Texto de leitura:
»»

MONA LISA - Walter Pater e Oscar Wilde
Mona Lisa,
por Walter Pater: (in: O Renascimento.
1869)
“A
presença que se eleva assim tão estranhamente junto às águas exprime o que no
correr de mil anos os homens aprenderam a desejar. É dela a cabeça sobre a qual
todos “os finais do mundo confluem” e as pálpebras mostram-se tão fatigadas.
Trata-se de uma beleza trazida do interior, despontando na carne, o depósito,
de minúscula em minúscula célula, de estranhos pensamentos, de sonhos
fantásticos e exóticas paixões. Colocada um momento que seja junto a uma
daquelas pálidas deusas gregas ou das belas mulheres da Antiguidade, e todas se
perturbariam com a sua beleza, na qual a alma e todas as suas desventuras
tiveram passagem! Toda vivência e os pensamentos do mundo ficaram gravados e
moldados, e nela ganharam o poder de refinar e dar expressão à forma exterior,
o animalismo dos gregos, a luxúria dos romanos, o misticismo da Idade Média com
sua ambição espiritual e os amores tão imaginativos, o retorno ao mundo pagão,
os pecados dos Borgias. Ela é mais antiga do que as rochas entre as quais está
sentada; como um vampiro, ela esteve morta diversas vezes, e aprendeu os
segredos da sepultura; e mergulhou até as profundezas dos mares, e se guarda
envolta na Expulsão do Paraíso; e traficou estranhas tramas com mercadores
orientais; e, como Leda, foi a mãe de Helena de Tróia e, como Sant´Ana, a mãe
de Maria; e tudo isso soou para ela apenas como a música de liras e flautas, e
ela vive apenas em suavidade com a qual foram moldadas suas feições sempre em
mudança, e tingidas suas pálpebras e mãos. A fantasia da vida eterna,
arrostando numa só dez mil existências, é muito antiga; e a moderna filosofia
concebeu a ideia de humanidade como tendo sido forjada, e resumindo em si,
todos os modos do pensamento e da vida. Sem dúvida, Lisa poderia ser a
incorporação da antiga fantasia, o símbolo da concepção de modernidade.”

««

Enunciado da tarefa: No texto sobre a Mona Lisa, de quem ela foi mãe "como Leda"?

Linhas do conjunto de dados sobre a localização de objetos
»»

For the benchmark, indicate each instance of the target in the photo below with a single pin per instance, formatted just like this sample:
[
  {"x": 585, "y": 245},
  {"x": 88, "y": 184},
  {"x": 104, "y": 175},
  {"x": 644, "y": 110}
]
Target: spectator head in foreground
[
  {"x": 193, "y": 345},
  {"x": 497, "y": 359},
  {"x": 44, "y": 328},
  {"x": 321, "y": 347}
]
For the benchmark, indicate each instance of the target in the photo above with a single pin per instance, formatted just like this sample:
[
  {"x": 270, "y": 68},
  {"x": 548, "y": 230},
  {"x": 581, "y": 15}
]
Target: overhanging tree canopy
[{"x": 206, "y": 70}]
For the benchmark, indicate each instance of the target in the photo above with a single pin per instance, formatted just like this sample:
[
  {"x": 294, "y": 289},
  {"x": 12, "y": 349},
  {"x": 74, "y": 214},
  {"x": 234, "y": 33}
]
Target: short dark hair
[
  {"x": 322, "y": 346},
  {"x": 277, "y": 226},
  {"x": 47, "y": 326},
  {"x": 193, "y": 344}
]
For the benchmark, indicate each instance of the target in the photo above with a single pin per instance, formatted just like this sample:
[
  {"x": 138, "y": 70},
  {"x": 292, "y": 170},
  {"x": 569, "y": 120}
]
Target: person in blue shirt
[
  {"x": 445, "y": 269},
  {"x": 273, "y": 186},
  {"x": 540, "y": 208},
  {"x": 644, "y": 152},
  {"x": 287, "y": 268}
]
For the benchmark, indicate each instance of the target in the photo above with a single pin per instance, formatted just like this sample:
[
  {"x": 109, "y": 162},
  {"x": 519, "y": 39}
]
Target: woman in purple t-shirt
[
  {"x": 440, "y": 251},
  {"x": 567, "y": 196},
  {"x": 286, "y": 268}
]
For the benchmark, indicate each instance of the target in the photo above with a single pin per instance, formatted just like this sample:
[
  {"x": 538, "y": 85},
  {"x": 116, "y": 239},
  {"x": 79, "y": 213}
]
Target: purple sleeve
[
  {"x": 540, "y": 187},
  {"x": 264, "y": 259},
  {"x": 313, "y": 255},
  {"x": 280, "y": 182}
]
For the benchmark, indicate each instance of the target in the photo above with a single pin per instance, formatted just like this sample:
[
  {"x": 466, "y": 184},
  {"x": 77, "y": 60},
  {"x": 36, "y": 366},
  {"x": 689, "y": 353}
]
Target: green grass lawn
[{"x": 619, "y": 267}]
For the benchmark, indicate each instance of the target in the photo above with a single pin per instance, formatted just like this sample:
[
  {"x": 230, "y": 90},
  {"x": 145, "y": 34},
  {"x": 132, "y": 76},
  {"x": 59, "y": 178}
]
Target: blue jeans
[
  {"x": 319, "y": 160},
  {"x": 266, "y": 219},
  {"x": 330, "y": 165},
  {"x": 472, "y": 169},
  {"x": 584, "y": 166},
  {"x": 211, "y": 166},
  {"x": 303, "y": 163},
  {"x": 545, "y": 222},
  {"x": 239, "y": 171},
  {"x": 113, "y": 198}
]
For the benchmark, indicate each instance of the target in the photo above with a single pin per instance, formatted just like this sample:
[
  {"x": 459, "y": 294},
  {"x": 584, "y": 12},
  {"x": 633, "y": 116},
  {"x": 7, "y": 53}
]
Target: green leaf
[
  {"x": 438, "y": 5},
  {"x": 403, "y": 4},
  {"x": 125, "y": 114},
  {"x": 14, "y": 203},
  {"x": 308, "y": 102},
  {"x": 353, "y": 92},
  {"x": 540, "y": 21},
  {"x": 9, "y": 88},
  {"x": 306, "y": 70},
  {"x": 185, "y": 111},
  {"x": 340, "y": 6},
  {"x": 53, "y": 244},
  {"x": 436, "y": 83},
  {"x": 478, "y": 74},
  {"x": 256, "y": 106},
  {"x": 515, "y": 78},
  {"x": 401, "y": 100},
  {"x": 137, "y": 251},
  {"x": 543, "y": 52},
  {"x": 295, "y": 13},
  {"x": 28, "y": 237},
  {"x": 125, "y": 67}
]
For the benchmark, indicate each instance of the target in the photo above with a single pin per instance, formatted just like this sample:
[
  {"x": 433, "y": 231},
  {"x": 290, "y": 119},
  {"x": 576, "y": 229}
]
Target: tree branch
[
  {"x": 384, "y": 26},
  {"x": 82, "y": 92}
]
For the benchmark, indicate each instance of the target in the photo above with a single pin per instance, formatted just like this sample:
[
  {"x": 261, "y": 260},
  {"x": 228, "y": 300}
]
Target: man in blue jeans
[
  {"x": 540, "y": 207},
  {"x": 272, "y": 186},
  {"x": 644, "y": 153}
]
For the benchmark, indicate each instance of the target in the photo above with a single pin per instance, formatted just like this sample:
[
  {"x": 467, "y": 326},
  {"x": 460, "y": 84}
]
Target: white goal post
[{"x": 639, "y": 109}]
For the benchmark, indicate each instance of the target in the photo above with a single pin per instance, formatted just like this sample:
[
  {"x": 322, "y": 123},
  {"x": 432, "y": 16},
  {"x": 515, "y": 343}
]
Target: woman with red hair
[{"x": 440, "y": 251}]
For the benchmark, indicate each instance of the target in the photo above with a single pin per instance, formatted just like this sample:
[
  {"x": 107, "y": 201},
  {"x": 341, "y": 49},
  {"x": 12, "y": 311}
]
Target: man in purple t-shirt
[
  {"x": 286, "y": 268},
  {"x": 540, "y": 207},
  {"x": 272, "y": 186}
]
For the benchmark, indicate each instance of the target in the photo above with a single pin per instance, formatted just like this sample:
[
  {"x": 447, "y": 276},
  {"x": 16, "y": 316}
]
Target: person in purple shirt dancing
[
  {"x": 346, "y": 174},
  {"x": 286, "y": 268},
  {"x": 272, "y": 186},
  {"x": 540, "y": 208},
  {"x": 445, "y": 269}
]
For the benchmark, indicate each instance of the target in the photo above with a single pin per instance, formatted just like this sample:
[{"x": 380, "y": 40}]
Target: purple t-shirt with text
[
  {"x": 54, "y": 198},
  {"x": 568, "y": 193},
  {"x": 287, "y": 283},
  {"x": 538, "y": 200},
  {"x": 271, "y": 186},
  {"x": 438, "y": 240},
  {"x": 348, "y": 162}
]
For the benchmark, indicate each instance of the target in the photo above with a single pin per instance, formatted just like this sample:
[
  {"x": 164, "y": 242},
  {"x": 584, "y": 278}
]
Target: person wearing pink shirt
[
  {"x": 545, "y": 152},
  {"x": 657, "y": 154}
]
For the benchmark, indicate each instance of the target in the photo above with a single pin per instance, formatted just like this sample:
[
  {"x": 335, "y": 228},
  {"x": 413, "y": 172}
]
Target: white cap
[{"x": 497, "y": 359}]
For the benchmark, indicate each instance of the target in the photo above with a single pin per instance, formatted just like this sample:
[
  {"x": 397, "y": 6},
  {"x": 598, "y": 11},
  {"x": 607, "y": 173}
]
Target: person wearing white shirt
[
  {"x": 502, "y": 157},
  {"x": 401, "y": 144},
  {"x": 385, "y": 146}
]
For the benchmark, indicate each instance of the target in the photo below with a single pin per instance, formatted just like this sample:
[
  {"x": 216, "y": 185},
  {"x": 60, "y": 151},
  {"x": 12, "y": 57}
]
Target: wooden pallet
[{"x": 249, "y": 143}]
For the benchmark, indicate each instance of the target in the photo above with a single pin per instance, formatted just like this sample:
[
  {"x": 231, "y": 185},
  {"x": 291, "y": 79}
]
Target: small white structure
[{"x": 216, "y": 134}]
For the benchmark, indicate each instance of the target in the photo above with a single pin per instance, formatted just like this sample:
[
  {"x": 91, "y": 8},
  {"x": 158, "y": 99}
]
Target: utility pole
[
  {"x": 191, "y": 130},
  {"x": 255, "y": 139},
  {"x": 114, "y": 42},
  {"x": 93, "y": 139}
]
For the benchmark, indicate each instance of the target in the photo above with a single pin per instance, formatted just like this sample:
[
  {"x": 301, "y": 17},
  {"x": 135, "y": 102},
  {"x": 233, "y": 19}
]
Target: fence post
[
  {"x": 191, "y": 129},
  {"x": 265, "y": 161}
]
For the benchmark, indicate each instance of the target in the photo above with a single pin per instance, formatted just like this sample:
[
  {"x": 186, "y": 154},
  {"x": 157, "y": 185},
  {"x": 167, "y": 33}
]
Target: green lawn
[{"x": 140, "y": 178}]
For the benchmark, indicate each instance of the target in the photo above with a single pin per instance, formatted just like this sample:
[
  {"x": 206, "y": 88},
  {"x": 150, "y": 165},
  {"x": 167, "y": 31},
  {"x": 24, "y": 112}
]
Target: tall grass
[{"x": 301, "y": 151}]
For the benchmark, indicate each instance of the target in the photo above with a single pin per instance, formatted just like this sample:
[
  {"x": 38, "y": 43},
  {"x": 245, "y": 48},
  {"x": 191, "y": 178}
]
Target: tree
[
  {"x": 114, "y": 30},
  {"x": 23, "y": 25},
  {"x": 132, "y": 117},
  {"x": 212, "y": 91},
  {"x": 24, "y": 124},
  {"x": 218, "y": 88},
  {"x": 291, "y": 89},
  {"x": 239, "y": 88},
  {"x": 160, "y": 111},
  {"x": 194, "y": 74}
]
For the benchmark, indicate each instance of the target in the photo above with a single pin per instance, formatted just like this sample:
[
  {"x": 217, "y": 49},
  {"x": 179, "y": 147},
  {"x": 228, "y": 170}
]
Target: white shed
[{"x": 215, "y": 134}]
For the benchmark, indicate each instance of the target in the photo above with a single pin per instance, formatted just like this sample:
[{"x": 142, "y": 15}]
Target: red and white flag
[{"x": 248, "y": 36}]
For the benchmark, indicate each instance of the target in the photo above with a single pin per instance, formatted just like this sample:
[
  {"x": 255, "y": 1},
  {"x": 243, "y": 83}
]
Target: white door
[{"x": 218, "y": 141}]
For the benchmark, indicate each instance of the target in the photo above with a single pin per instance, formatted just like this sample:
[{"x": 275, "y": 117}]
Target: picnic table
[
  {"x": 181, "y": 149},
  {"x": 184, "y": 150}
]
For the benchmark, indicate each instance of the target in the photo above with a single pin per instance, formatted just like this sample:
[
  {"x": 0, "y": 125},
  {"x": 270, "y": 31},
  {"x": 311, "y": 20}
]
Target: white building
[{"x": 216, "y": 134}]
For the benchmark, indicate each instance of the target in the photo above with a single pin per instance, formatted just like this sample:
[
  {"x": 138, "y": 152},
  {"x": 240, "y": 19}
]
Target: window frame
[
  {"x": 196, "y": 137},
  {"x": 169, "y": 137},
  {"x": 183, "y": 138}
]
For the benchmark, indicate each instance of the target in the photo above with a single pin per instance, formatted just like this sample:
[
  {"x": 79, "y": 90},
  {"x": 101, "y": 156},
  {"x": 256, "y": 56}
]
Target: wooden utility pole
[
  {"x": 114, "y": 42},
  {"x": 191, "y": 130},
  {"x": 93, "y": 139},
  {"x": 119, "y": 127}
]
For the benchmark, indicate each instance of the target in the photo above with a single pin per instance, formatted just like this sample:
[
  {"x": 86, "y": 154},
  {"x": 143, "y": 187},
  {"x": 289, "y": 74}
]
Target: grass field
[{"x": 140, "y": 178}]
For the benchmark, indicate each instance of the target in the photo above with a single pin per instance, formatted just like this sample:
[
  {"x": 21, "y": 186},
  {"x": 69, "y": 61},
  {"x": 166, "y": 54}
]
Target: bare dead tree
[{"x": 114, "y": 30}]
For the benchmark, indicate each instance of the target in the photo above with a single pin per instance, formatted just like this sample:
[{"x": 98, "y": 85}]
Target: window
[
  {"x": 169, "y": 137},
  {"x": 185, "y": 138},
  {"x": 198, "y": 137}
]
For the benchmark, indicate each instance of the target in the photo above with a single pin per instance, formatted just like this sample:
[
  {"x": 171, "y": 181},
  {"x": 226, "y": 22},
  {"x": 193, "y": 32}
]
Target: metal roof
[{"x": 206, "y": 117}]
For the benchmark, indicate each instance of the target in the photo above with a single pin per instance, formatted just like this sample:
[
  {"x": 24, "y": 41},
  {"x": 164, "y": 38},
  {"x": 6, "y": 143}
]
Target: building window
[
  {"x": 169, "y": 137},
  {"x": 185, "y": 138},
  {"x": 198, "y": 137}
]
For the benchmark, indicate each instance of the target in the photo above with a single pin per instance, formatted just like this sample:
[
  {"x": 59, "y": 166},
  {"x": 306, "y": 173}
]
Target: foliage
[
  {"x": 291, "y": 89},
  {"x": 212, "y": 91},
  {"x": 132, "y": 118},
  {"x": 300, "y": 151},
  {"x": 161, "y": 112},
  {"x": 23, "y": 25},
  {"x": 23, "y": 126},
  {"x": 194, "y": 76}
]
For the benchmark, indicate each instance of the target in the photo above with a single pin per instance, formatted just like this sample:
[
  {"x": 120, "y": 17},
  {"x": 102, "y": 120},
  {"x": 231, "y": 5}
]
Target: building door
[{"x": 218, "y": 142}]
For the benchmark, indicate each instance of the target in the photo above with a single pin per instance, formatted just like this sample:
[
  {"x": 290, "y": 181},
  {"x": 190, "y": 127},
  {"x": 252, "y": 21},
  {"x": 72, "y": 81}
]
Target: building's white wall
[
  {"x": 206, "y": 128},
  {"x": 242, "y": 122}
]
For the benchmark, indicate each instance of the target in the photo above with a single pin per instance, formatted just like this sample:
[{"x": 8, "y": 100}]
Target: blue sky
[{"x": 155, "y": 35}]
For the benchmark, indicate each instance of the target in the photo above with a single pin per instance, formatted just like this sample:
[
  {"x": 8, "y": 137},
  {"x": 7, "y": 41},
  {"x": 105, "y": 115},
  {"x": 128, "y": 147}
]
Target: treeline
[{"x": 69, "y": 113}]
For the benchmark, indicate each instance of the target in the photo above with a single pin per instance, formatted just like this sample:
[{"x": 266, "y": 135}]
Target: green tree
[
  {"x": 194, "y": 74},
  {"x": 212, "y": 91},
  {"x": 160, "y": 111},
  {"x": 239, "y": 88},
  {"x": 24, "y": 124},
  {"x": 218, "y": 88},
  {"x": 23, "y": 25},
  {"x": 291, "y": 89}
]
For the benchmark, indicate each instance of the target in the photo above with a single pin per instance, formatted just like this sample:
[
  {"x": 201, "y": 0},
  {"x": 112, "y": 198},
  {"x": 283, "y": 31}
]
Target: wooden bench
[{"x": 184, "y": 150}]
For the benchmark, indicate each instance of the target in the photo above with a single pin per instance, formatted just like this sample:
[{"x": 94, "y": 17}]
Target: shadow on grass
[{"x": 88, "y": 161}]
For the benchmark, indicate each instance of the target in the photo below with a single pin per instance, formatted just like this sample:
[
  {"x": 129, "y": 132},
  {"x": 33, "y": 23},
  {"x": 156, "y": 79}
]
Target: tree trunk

««

Resolução escrita: De Helena de Tróia.